- Extract provided
I have had a G loomis rod for over 13 years and i recently broke it. I had a brand new one sent to me for $100.00 through their expediter program. They charged my account and sent me a new rod (the same one that originally cost around $400.00) then when you get the new rod you send them your broken one back in the same tube. They pay for the shipping back with a return lable and you are all done. I broke my rod on a Friday and the new one was at my door on Monday the next week. This is part of their limited life time guarantee. They were bought out by Shimano North America holding Co. Phone number is 949-951-5003. Just another idea for you. I hope you get what works best for you.


----------



## gotribe (May 5, 2006)

Since you like G Loomis rods and have a good budget I would look at the NRX+ especially in 10 foot. Telluride reviewed every model at the link below. If you look at less expensive rods like the TFO line, I would recommend the Mangrove. My son fishes an 9 ft 8 wt for steelhead and loves it. This is a rod build for salt and much less brittle than some of the other TFO lines. Unconditional Warranty is the best as well - guide I know uses these for his clients. I fish a Winston 8 wt, love Winstons. The Biiix line is a keeper according to the reviews I’ve seen. Since you’re buying new you can always return the rod if you don’t like it.


Sent from my iPhone using Tapatalk


----------



## gotribe (May 5, 2006)

Sorry, here’s the link to the Telluride reviews of each model.

https://tellurideangler.com/casting-pond/articles/g-loomis-nrx-fly-rods-model-by-model-review/


Sent from my iPhone using Tapatalk


----------



## mtnschott (Mar 28, 2013)

So much info. everyone. That's a huge help! I will try calling Loomis and getting a relatively cheap exchange first. Then I'll call Chagrin River Outfitters. I had no idea that they were still open. I'd gladly buy local (especially now) if I can. If that doesn't work, I have several rods to hone in on. Thanks again. I'll try to pay forward in some way.


----------



## rickerd (Jul 16, 2008)

You know, if G loomis return is that good, I would go that route. I have a Loomis 5 wt 9 foot 2 piece that is one of the last Rajeff models. I wouldn't trade it for any other rod.

- Data provided
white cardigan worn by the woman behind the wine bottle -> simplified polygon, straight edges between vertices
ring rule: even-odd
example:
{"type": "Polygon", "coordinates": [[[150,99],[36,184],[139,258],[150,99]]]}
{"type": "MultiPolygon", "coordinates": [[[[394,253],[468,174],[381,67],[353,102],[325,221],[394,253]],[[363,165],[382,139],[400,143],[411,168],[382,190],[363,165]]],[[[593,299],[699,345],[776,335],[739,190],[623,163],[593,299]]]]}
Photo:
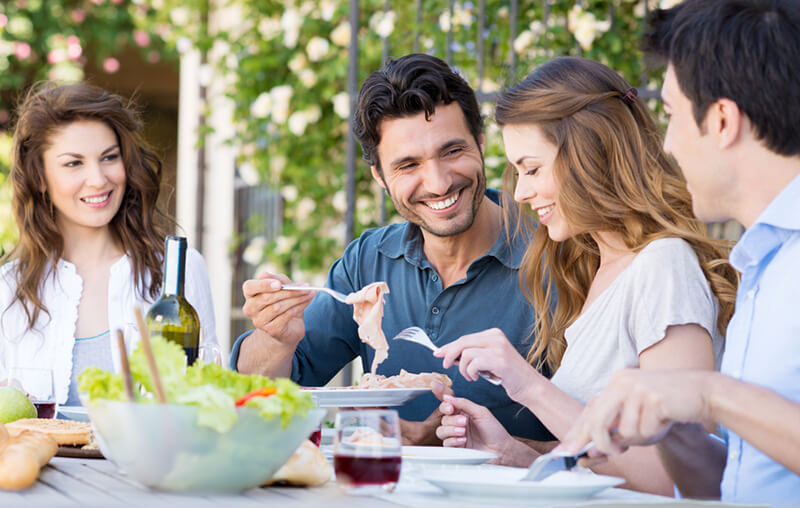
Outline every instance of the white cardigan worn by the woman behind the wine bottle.
{"type": "MultiPolygon", "coordinates": [[[[52,368],[56,400],[67,401],[72,375],[72,348],[75,344],[75,325],[78,304],[83,292],[83,279],[75,265],[58,262],[56,270],[45,277],[41,298],[49,316],[39,313],[33,330],[19,302],[9,308],[16,283],[12,275],[14,262],[0,267],[0,380],[6,379],[12,368],[52,368]]],[[[149,273],[145,277],[149,285],[149,273]]],[[[217,343],[214,306],[203,256],[195,249],[186,255],[186,299],[197,311],[203,330],[203,342],[217,343]]],[[[125,335],[125,348],[130,354],[139,338],[134,306],[146,313],[153,300],[136,290],[128,255],[111,266],[108,279],[108,329],[111,331],[111,359],[116,372],[120,370],[119,348],[115,330],[125,335]]]]}

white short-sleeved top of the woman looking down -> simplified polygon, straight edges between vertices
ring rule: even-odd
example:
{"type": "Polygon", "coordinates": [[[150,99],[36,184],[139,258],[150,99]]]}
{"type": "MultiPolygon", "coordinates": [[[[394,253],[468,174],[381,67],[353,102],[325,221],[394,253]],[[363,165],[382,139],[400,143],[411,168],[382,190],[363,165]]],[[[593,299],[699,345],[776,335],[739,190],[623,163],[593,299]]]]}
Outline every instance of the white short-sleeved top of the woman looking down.
{"type": "Polygon", "coordinates": [[[691,323],[711,335],[719,368],[724,339],[718,313],[691,246],[680,238],[654,240],[567,328],[567,349],[552,382],[585,404],[614,372],[638,367],[639,354],[662,340],[667,327],[691,323]]]}

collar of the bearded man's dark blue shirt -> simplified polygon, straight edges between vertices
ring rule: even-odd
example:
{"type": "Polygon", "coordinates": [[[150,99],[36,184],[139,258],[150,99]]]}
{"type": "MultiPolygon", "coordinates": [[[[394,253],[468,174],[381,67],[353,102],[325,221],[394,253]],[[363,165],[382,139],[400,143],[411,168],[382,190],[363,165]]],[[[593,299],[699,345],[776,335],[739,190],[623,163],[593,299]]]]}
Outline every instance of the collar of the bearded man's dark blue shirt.
{"type": "MultiPolygon", "coordinates": [[[[486,189],[486,196],[495,203],[500,204],[501,194],[499,191],[495,189],[486,189]]],[[[497,235],[497,240],[495,240],[494,245],[492,245],[492,248],[489,249],[489,252],[487,252],[485,256],[494,257],[506,267],[517,270],[525,254],[525,247],[528,239],[525,238],[523,234],[514,234],[513,225],[511,226],[510,233],[511,246],[506,241],[506,232],[503,228],[497,235]]],[[[378,244],[378,251],[393,259],[405,256],[408,262],[418,268],[424,268],[425,265],[429,265],[428,260],[425,258],[425,251],[423,250],[422,231],[419,226],[411,222],[406,222],[403,225],[401,234],[384,236],[378,244]]]]}

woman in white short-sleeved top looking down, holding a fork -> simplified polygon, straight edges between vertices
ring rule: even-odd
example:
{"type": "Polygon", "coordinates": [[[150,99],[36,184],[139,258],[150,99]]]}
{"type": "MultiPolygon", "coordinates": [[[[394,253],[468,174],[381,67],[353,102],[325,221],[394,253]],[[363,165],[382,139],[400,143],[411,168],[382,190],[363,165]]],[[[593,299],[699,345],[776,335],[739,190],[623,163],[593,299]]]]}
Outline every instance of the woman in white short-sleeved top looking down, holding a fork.
{"type": "MultiPolygon", "coordinates": [[[[559,58],[500,94],[496,119],[507,187],[522,205],[508,213],[530,224],[530,207],[539,222],[520,270],[535,340],[526,362],[497,329],[468,335],[440,349],[444,366],[460,359],[468,379],[501,378],[559,438],[617,370],[718,366],[737,285],[729,245],[693,215],[636,90],[600,63],[559,58]],[[531,364],[555,374],[548,380],[531,364]]],[[[446,446],[490,449],[517,465],[536,456],[485,408],[449,398],[441,409],[446,446]]],[[[594,469],[672,494],[654,447],[594,469]]]]}

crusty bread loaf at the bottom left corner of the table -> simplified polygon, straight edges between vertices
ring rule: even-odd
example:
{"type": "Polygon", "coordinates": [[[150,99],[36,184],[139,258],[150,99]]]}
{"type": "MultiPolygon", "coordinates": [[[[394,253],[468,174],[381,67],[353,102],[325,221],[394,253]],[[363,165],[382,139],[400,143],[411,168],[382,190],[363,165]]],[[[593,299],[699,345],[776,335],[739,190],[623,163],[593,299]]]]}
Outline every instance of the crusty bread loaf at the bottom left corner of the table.
{"type": "Polygon", "coordinates": [[[22,490],[33,485],[56,451],[55,440],[41,432],[25,430],[9,436],[0,424],[0,489],[22,490]]]}

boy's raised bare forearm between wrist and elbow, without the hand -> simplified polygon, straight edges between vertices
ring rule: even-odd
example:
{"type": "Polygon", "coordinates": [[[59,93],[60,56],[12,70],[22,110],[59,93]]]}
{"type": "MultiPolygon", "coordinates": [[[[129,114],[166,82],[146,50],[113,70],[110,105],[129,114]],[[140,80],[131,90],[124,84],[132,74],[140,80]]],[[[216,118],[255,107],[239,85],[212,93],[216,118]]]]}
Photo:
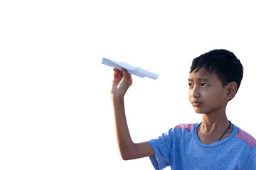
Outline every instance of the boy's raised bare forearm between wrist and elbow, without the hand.
{"type": "Polygon", "coordinates": [[[133,158],[134,142],[129,134],[127,120],[124,111],[124,96],[112,94],[114,105],[114,119],[117,133],[117,142],[123,159],[133,158]]]}

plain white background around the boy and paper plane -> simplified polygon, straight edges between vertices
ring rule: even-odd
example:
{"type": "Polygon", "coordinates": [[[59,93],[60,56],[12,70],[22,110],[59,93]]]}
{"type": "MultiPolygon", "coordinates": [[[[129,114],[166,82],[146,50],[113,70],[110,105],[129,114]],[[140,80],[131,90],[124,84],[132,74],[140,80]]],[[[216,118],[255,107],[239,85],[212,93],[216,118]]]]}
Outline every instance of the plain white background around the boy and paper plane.
{"type": "Polygon", "coordinates": [[[194,57],[231,50],[245,67],[228,118],[256,137],[253,1],[1,1],[0,169],[153,169],[119,156],[102,57],[159,74],[133,77],[134,142],[199,123],[188,101],[194,57]]]}

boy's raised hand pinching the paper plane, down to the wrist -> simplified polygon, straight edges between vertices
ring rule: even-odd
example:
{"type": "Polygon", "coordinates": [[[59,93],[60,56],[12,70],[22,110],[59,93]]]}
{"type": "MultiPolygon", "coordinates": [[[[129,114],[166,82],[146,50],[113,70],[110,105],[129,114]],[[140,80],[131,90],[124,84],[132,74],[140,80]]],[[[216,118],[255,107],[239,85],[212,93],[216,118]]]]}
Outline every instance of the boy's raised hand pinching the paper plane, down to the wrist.
{"type": "Polygon", "coordinates": [[[124,96],[129,86],[132,85],[132,75],[122,68],[122,71],[114,68],[114,79],[112,83],[112,96],[124,96]]]}

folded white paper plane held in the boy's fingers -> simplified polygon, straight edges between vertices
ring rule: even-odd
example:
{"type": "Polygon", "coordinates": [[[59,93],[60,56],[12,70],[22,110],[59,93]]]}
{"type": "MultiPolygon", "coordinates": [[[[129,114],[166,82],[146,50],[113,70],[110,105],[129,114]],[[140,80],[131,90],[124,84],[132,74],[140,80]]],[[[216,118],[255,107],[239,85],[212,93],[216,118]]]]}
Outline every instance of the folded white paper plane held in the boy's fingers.
{"type": "Polygon", "coordinates": [[[138,77],[149,77],[151,79],[157,79],[159,77],[159,74],[155,74],[149,71],[146,71],[145,69],[134,67],[130,64],[127,64],[125,62],[116,62],[114,60],[110,60],[107,58],[102,58],[102,64],[105,64],[110,67],[117,68],[119,70],[122,70],[122,68],[127,69],[127,71],[130,74],[134,74],[138,77]]]}

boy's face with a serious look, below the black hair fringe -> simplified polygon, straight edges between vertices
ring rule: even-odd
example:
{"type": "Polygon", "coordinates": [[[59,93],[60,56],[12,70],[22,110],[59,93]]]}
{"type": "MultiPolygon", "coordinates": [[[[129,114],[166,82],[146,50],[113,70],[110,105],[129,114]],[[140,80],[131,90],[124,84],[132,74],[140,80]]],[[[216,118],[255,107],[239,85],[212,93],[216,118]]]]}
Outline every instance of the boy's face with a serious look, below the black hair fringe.
{"type": "Polygon", "coordinates": [[[203,68],[198,72],[191,72],[188,85],[188,98],[196,113],[225,112],[227,92],[216,74],[210,74],[203,68]]]}

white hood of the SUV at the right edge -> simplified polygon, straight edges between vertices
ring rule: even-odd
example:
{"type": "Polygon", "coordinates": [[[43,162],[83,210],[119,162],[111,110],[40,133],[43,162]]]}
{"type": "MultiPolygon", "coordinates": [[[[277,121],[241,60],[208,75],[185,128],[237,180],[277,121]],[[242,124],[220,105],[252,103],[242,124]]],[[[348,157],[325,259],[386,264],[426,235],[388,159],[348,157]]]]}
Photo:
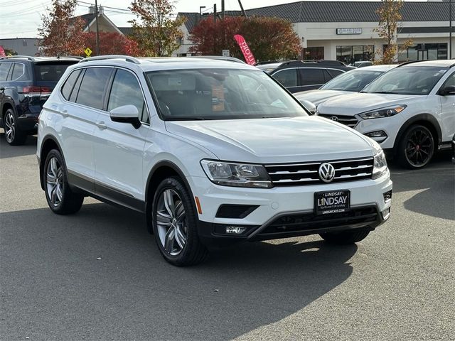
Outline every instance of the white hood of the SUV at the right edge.
{"type": "Polygon", "coordinates": [[[319,114],[355,115],[388,105],[406,104],[426,98],[421,95],[409,94],[368,94],[353,93],[328,99],[318,107],[319,114]]]}

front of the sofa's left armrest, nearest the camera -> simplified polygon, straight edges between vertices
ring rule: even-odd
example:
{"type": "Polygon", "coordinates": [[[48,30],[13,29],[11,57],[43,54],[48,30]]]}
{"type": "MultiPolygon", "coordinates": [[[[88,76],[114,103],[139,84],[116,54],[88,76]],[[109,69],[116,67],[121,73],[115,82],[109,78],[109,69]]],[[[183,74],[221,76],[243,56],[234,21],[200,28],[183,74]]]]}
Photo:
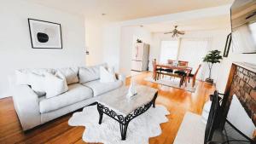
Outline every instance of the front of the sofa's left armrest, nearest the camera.
{"type": "Polygon", "coordinates": [[[23,130],[41,124],[38,95],[28,85],[13,85],[15,110],[23,130]]]}

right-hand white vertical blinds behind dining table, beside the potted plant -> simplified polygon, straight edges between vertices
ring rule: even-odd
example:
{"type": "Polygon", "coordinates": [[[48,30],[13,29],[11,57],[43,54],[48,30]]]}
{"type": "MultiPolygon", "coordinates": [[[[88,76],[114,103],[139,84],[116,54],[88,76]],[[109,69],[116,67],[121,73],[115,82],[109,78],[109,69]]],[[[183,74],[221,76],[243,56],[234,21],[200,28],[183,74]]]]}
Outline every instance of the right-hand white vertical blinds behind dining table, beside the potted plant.
{"type": "MultiPolygon", "coordinates": [[[[189,66],[193,68],[192,73],[202,64],[202,58],[207,55],[208,39],[207,38],[182,38],[178,52],[178,60],[189,61],[189,66]]],[[[203,79],[205,67],[202,65],[201,70],[197,73],[197,79],[203,79]]]]}

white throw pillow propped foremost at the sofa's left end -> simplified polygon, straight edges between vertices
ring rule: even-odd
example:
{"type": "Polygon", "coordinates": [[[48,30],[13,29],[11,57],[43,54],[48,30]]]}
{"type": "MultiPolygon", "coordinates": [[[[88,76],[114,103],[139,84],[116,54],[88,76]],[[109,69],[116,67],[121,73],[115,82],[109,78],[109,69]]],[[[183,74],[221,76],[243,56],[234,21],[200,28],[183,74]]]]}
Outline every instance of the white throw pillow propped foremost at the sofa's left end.
{"type": "Polygon", "coordinates": [[[46,92],[46,98],[51,98],[67,92],[68,87],[65,76],[59,71],[56,72],[55,75],[51,73],[45,73],[44,88],[46,92]]]}

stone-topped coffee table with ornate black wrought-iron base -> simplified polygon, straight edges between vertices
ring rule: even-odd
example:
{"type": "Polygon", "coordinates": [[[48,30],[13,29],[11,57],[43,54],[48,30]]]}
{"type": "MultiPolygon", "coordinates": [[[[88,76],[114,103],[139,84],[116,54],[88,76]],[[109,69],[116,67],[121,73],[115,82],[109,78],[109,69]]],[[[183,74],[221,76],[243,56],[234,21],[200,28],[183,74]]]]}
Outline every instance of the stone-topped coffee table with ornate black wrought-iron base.
{"type": "Polygon", "coordinates": [[[129,87],[120,87],[101,96],[97,100],[99,124],[102,124],[103,113],[119,122],[121,138],[125,140],[128,124],[131,119],[146,112],[157,97],[157,89],[137,85],[137,95],[126,98],[129,87]]]}

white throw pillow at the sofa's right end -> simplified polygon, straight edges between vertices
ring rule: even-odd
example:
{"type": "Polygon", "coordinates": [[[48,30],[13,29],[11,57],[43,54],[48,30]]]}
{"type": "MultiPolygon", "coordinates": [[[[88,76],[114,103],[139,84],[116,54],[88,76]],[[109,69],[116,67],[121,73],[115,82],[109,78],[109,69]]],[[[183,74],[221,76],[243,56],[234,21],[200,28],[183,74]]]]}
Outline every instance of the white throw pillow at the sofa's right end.
{"type": "Polygon", "coordinates": [[[115,82],[115,74],[113,69],[106,69],[104,66],[100,66],[100,82],[101,83],[110,83],[115,82]]]}

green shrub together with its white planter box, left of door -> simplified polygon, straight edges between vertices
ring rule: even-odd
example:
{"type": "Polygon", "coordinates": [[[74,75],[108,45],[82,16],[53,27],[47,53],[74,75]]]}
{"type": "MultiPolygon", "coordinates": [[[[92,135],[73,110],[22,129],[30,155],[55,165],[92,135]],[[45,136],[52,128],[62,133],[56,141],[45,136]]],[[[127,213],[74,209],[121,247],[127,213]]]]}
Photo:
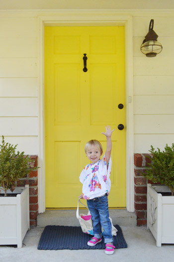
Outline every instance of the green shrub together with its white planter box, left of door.
{"type": "Polygon", "coordinates": [[[22,247],[29,229],[29,186],[17,187],[17,180],[34,171],[34,159],[17,151],[16,145],[0,144],[0,245],[22,247]]]}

- Problem details
Replace "steelhead" with "salmon" and give again the part of the fly rod thread that opens with the words containing "Since you like" and closes with "don’t like it.".

- Exercise answer
Since you like G Loomis rods and have a good budget I would look at the NRX+ especially in 10 foot. Telluride reviewed every model at the link below. If you look at less expensive rods like the TFO line, I would recommend the Mangrove. My son fishes an 9 ft 8 wt for salmon and loves it. This is a rod build for salt and much less brittle than some of the other TFO lines. Unconditional Warranty is the best as well - guide I know uses these for his clients. I fish a Winston 8 wt, love Winstons. The Biiix line is a keeper according to the reviews I’ve seen. Since you’re buying new you can always return the rod if you don’t like it.